:: Exercise prompt ::
Count the lines in the records below that contain the string "wall", matching case exactly, and give only that number.

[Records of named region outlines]
★ ★ ★ ★ ★ ★ ★

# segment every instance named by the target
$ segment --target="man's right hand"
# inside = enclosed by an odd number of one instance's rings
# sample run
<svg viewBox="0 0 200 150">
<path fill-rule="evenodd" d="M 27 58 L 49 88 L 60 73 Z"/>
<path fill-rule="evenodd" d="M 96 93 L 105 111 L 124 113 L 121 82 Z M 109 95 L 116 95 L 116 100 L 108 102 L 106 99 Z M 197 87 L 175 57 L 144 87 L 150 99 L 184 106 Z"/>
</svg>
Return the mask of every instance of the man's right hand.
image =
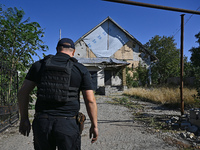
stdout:
<svg viewBox="0 0 200 150">
<path fill-rule="evenodd" d="M 30 130 L 31 130 L 31 124 L 29 119 L 20 120 L 19 132 L 24 136 L 29 136 Z"/>
<path fill-rule="evenodd" d="M 90 128 L 90 139 L 91 138 L 92 138 L 91 143 L 94 143 L 97 141 L 97 138 L 98 138 L 98 128 L 97 127 Z"/>
</svg>

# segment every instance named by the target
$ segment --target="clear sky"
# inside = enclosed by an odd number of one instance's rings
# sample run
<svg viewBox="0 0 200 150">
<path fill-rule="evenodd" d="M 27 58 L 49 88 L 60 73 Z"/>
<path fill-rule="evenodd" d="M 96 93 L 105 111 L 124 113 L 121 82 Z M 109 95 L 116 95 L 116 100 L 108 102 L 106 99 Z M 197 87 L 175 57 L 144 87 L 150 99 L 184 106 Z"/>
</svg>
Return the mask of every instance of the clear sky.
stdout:
<svg viewBox="0 0 200 150">
<path fill-rule="evenodd" d="M 200 11 L 200 0 L 134 1 Z M 0 4 L 23 9 L 24 20 L 30 17 L 31 22 L 38 22 L 45 29 L 42 40 L 49 46 L 46 54 L 55 54 L 60 29 L 62 38 L 68 37 L 75 42 L 108 16 L 142 44 L 155 35 L 174 35 L 177 48 L 180 48 L 181 14 L 185 14 L 184 55 L 190 58 L 188 50 L 198 46 L 195 34 L 200 32 L 200 15 L 102 0 L 1 0 Z"/>
</svg>

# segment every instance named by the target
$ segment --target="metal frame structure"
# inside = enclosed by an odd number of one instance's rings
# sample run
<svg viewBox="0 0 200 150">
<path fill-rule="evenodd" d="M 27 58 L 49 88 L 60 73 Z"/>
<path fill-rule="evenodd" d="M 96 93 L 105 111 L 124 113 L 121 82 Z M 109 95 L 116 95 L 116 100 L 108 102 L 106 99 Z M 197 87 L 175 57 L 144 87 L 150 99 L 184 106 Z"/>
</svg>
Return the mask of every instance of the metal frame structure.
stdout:
<svg viewBox="0 0 200 150">
<path fill-rule="evenodd" d="M 135 6 L 142 6 L 142 7 L 150 7 L 150 8 L 156 8 L 156 9 L 163 9 L 163 10 L 169 10 L 169 11 L 176 11 L 176 12 L 184 12 L 184 13 L 190 13 L 190 14 L 196 14 L 200 15 L 200 11 L 195 10 L 188 10 L 188 9 L 182 9 L 182 8 L 174 8 L 174 7 L 168 7 L 168 6 L 162 6 L 162 5 L 155 5 L 155 4 L 148 4 L 148 3 L 141 3 L 141 2 L 135 2 L 135 1 L 129 1 L 129 0 L 103 0 L 103 1 L 109 1 L 109 2 L 116 2 L 116 3 L 122 3 L 122 4 L 129 4 L 129 5 L 135 5 Z M 184 14 L 181 15 L 181 45 L 180 45 L 180 51 L 181 51 L 181 69 L 180 69 L 180 99 L 181 99 L 181 115 L 184 114 L 184 101 L 183 101 L 183 45 L 184 45 Z"/>
</svg>

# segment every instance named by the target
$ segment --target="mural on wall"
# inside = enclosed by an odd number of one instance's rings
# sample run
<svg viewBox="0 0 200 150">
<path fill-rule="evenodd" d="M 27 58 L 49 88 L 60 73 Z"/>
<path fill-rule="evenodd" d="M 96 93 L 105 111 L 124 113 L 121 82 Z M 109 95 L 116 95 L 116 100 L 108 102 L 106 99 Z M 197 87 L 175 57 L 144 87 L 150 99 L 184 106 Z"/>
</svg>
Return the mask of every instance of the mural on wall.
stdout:
<svg viewBox="0 0 200 150">
<path fill-rule="evenodd" d="M 97 57 L 110 57 L 128 42 L 128 38 L 113 22 L 106 21 L 83 41 Z"/>
</svg>

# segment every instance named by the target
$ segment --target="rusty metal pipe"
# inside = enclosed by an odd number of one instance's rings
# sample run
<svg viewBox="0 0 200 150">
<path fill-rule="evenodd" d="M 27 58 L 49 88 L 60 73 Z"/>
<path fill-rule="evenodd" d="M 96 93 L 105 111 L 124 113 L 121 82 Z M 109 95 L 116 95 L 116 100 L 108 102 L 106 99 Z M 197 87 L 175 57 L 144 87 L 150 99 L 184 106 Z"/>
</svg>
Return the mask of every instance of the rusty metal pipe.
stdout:
<svg viewBox="0 0 200 150">
<path fill-rule="evenodd" d="M 150 7 L 150 8 L 157 8 L 157 9 L 163 9 L 163 10 L 171 10 L 171 11 L 200 15 L 200 11 L 188 10 L 188 9 L 182 9 L 182 8 L 175 8 L 175 7 L 168 7 L 168 6 L 162 6 L 162 5 L 155 5 L 155 4 L 148 4 L 148 3 L 141 3 L 141 2 L 135 2 L 135 1 L 128 1 L 128 0 L 103 0 L 103 1 L 123 3 L 123 4 L 129 4 L 129 5 L 136 5 L 136 6 L 143 6 L 143 7 Z"/>
<path fill-rule="evenodd" d="M 180 70 L 180 98 L 181 98 L 181 115 L 184 114 L 184 100 L 183 100 L 183 68 L 184 68 L 184 60 L 183 60 L 183 45 L 184 45 L 184 14 L 181 15 L 181 70 Z"/>
</svg>

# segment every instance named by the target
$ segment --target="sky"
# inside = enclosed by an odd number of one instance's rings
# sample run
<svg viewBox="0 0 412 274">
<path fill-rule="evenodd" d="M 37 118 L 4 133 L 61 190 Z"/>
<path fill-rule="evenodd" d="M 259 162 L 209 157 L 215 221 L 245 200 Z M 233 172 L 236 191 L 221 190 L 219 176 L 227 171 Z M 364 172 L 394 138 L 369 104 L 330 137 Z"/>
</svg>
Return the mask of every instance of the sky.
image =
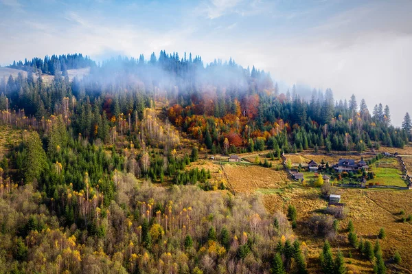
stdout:
<svg viewBox="0 0 412 274">
<path fill-rule="evenodd" d="M 234 58 L 369 111 L 412 113 L 412 1 L 0 0 L 0 65 L 82 53 L 102 60 L 177 52 Z"/>
</svg>

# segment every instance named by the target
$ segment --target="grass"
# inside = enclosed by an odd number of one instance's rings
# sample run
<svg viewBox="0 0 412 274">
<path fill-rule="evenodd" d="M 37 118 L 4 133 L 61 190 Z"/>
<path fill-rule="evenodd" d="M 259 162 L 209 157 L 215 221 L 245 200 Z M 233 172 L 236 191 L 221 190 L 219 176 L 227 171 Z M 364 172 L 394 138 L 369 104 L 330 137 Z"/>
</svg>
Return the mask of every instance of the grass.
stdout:
<svg viewBox="0 0 412 274">
<path fill-rule="evenodd" d="M 223 165 L 223 170 L 231 185 L 236 192 L 254 193 L 258 189 L 277 189 L 290 181 L 284 170 L 259 165 Z"/>
<path fill-rule="evenodd" d="M 262 194 L 275 194 L 277 193 L 282 193 L 283 190 L 280 188 L 258 188 L 256 192 L 262 193 Z"/>
<path fill-rule="evenodd" d="M 385 185 L 407 185 L 401 176 L 400 164 L 396 158 L 383 158 L 370 166 L 370 171 L 375 174 L 375 178 L 367 181 L 368 183 L 379 183 Z"/>
</svg>

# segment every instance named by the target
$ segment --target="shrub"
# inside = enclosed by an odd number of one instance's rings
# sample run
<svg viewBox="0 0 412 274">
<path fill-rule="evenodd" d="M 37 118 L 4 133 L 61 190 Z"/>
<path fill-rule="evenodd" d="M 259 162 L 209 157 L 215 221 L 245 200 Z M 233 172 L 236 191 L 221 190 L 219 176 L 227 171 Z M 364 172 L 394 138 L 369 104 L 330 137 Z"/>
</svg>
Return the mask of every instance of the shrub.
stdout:
<svg viewBox="0 0 412 274">
<path fill-rule="evenodd" d="M 385 239 L 386 238 L 386 232 L 383 227 L 380 227 L 379 233 L 378 233 L 378 238 L 380 239 Z"/>
<path fill-rule="evenodd" d="M 400 254 L 399 252 L 395 252 L 395 255 L 393 255 L 393 262 L 395 264 L 399 264 L 402 262 L 402 258 L 400 258 Z"/>
</svg>

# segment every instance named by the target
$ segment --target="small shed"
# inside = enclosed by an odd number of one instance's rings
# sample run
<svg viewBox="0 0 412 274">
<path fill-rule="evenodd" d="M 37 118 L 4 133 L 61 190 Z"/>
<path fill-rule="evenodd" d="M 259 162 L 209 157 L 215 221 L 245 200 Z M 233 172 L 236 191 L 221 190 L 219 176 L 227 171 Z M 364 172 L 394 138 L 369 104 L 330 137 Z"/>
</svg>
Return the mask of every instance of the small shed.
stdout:
<svg viewBox="0 0 412 274">
<path fill-rule="evenodd" d="M 329 181 L 330 180 L 330 177 L 328 175 L 323 175 L 322 176 L 322 178 L 323 179 L 323 183 L 329 183 Z"/>
<path fill-rule="evenodd" d="M 310 160 L 310 161 L 308 163 L 308 165 L 309 166 L 310 172 L 317 172 L 318 171 L 319 165 L 314 161 Z"/>
<path fill-rule="evenodd" d="M 330 203 L 340 203 L 341 202 L 341 195 L 336 195 L 336 194 L 329 195 L 329 202 Z"/>
<path fill-rule="evenodd" d="M 295 179 L 301 181 L 304 179 L 304 174 L 300 172 L 295 173 L 293 174 L 293 176 Z"/>
<path fill-rule="evenodd" d="M 240 157 L 238 155 L 230 155 L 230 157 L 229 157 L 229 162 L 240 162 Z"/>
</svg>

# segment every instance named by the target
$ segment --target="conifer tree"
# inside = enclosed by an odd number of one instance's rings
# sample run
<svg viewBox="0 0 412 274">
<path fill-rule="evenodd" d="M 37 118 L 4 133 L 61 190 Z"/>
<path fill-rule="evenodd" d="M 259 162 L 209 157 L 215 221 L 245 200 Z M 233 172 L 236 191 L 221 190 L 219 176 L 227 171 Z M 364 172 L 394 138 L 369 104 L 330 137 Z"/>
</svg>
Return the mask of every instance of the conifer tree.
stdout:
<svg viewBox="0 0 412 274">
<path fill-rule="evenodd" d="M 345 261 L 343 254 L 339 250 L 336 254 L 334 262 L 334 274 L 345 274 L 346 267 L 345 267 Z"/>
<path fill-rule="evenodd" d="M 272 262 L 272 273 L 273 274 L 286 274 L 285 268 L 284 266 L 282 258 L 279 252 L 275 254 L 273 260 Z"/>
<path fill-rule="evenodd" d="M 328 240 L 325 240 L 323 244 L 323 248 L 321 253 L 321 264 L 323 273 L 329 274 L 334 272 L 334 262 L 330 250 L 330 244 Z"/>
</svg>

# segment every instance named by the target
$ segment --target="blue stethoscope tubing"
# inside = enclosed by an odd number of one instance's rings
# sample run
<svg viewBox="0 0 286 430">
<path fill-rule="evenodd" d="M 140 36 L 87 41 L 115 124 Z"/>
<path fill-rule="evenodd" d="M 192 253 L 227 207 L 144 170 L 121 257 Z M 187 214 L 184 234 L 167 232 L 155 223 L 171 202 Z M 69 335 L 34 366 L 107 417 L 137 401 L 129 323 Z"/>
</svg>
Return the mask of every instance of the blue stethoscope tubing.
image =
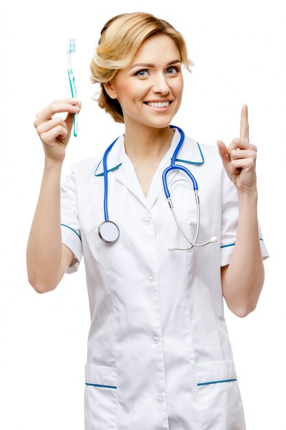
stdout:
<svg viewBox="0 0 286 430">
<path fill-rule="evenodd" d="M 189 169 L 187 169 L 187 168 L 185 168 L 184 166 L 181 166 L 180 164 L 175 164 L 176 162 L 176 159 L 177 157 L 178 153 L 184 142 L 184 131 L 180 128 L 179 127 L 176 126 L 172 126 L 170 125 L 169 126 L 170 128 L 177 128 L 178 131 L 180 133 L 180 142 L 177 145 L 177 147 L 176 148 L 173 156 L 171 159 L 171 164 L 169 166 L 168 166 L 166 169 L 165 169 L 164 172 L 162 174 L 162 180 L 163 180 L 163 187 L 164 187 L 164 192 L 165 192 L 165 194 L 166 196 L 166 198 L 168 201 L 169 203 L 169 205 L 172 211 L 173 215 L 175 218 L 175 220 L 180 228 L 180 229 L 181 230 L 182 234 L 184 235 L 184 236 L 185 237 L 185 238 L 187 239 L 187 240 L 191 244 L 191 245 L 189 247 L 187 247 L 186 248 L 178 248 L 176 247 L 173 247 L 173 246 L 169 246 L 169 251 L 174 251 L 175 249 L 179 249 L 179 250 L 187 250 L 187 249 L 190 249 L 191 248 L 192 248 L 194 246 L 196 247 L 203 247 L 208 243 L 211 243 L 211 242 L 214 242 L 217 241 L 217 238 L 215 236 L 212 237 L 208 242 L 205 242 L 204 243 L 202 243 L 202 244 L 198 244 L 196 243 L 197 240 L 198 240 L 198 236 L 199 234 L 199 230 L 200 230 L 200 199 L 199 199 L 199 196 L 198 194 L 198 183 L 197 181 L 195 180 L 195 177 L 193 175 L 192 173 L 191 173 L 191 172 L 189 170 Z M 120 137 L 120 136 L 119 136 Z M 118 225 L 114 223 L 113 221 L 110 221 L 109 220 L 109 217 L 108 217 L 108 169 L 107 169 L 107 156 L 109 154 L 110 151 L 111 150 L 113 145 L 115 144 L 115 142 L 118 140 L 118 139 L 119 138 L 117 137 L 112 144 L 111 145 L 110 145 L 108 146 L 108 148 L 106 149 L 106 150 L 104 152 L 104 157 L 103 157 L 103 166 L 104 166 L 104 221 L 103 221 L 99 226 L 98 227 L 98 234 L 99 235 L 100 238 L 105 242 L 106 243 L 114 243 L 115 242 L 116 242 L 118 240 L 118 238 L 119 237 L 120 235 L 120 231 L 119 231 L 119 228 L 118 227 Z M 188 175 L 188 177 L 190 178 L 190 179 L 191 180 L 192 183 L 193 183 L 193 191 L 195 192 L 195 203 L 196 203 L 196 205 L 197 205 L 197 215 L 198 215 L 198 222 L 197 222 L 197 231 L 196 231 L 196 234 L 195 234 L 195 239 L 193 240 L 193 242 L 192 242 L 191 240 L 190 240 L 190 239 L 188 238 L 188 236 L 187 236 L 187 234 L 185 234 L 185 232 L 184 231 L 181 225 L 180 224 L 180 222 L 176 215 L 175 211 L 174 211 L 174 205 L 172 203 L 172 201 L 171 200 L 171 196 L 170 196 L 170 192 L 169 191 L 169 188 L 167 183 L 167 175 L 168 174 L 168 173 L 169 172 L 171 172 L 171 170 L 182 170 L 183 172 L 184 172 L 186 173 L 186 174 Z"/>
</svg>

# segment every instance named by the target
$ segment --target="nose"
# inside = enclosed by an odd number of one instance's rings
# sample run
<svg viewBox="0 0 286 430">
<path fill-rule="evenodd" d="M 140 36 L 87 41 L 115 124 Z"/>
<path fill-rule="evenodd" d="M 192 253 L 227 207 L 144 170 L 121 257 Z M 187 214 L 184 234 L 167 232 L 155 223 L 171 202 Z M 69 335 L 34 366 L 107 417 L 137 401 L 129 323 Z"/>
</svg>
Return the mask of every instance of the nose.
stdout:
<svg viewBox="0 0 286 430">
<path fill-rule="evenodd" d="M 154 93 L 167 94 L 170 91 L 166 77 L 163 73 L 158 73 L 154 77 L 153 91 Z"/>
</svg>

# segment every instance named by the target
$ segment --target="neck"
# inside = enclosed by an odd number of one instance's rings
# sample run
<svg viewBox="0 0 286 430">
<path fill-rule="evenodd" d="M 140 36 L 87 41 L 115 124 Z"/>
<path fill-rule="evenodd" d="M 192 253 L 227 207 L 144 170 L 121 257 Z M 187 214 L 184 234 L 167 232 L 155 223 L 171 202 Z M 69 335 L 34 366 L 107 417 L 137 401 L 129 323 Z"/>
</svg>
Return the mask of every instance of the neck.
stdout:
<svg viewBox="0 0 286 430">
<path fill-rule="evenodd" d="M 132 163 L 159 162 L 169 148 L 174 130 L 169 126 L 163 128 L 136 124 L 136 127 L 126 124 L 124 146 Z"/>
</svg>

★ ★ ★ ★ ★ ★ ★

:: Full response ::
2